--- begin Available data ---

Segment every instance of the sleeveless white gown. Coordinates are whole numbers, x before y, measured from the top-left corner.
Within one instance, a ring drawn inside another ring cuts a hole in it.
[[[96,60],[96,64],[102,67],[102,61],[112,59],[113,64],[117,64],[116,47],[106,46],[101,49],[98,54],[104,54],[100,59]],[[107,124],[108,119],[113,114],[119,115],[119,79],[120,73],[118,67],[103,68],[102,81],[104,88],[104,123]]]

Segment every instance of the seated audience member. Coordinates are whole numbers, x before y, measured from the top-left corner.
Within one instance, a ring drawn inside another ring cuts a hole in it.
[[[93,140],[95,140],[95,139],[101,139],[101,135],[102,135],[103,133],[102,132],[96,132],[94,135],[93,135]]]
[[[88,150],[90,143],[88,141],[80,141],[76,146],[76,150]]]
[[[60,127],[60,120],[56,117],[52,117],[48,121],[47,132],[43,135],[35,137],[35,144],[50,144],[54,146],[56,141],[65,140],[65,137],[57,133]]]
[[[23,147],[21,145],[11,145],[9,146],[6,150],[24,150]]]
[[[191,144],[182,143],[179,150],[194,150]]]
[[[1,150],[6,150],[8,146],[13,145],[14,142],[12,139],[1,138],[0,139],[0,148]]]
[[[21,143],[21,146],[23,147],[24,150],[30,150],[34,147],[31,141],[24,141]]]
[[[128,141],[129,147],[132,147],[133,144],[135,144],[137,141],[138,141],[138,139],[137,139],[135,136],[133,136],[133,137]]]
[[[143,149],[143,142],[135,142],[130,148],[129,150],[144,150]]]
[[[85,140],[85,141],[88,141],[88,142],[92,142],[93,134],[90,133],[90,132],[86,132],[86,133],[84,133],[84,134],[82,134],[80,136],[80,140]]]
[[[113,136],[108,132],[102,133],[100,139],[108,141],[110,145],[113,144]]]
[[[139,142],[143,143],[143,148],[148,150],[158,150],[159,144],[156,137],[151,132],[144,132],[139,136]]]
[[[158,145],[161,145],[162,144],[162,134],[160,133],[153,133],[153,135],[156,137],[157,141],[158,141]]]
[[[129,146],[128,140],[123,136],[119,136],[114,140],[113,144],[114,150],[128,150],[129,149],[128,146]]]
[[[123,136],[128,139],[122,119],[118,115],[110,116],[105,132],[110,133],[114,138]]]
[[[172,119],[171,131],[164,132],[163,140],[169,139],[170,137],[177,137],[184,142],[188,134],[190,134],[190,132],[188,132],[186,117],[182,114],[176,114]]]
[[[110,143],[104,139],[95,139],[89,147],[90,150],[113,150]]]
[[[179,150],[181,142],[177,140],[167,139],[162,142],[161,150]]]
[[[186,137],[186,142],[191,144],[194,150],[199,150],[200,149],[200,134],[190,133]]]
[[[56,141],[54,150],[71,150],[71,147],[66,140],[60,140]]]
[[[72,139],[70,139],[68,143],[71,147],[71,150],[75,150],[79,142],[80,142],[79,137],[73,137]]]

--- end Available data ---

• _Goal of the exercise_
Please reproduce the lines above verbatim, beginning with the line that contains "Segment every instance of the seated" and ending after the line that contains "[[[143,149],[143,142],[135,142],[130,148],[129,150],[144,150]]]".

• _Solution to this exercise_
Segment every instance of the seated audience member. Coordinates are whole numbers, x before y, measured from the top-left corner.
Within one instance, a ring drawn inside another ring cuts a hole in it.
[[[93,140],[95,140],[95,139],[101,139],[101,135],[102,135],[103,133],[102,132],[96,132],[94,135],[93,135]]]
[[[88,150],[90,143],[88,141],[80,141],[76,146],[76,150]]]
[[[60,127],[60,120],[56,117],[52,117],[48,121],[47,132],[43,135],[35,137],[35,144],[50,144],[54,146],[56,141],[65,140],[65,137],[57,133]]]
[[[23,147],[21,145],[11,145],[9,146],[6,150],[24,150]]]
[[[191,144],[182,143],[179,150],[194,150]]]
[[[1,150],[6,150],[8,146],[13,145],[14,142],[12,139],[1,138],[0,139],[0,148]]]
[[[21,143],[21,146],[23,147],[24,150],[30,150],[34,147],[31,141],[24,141]]]
[[[128,141],[129,147],[132,147],[133,144],[135,144],[137,141],[138,141],[138,139],[137,139],[135,136],[133,136],[133,137]]]
[[[143,149],[143,142],[135,142],[130,148],[129,150],[144,150]]]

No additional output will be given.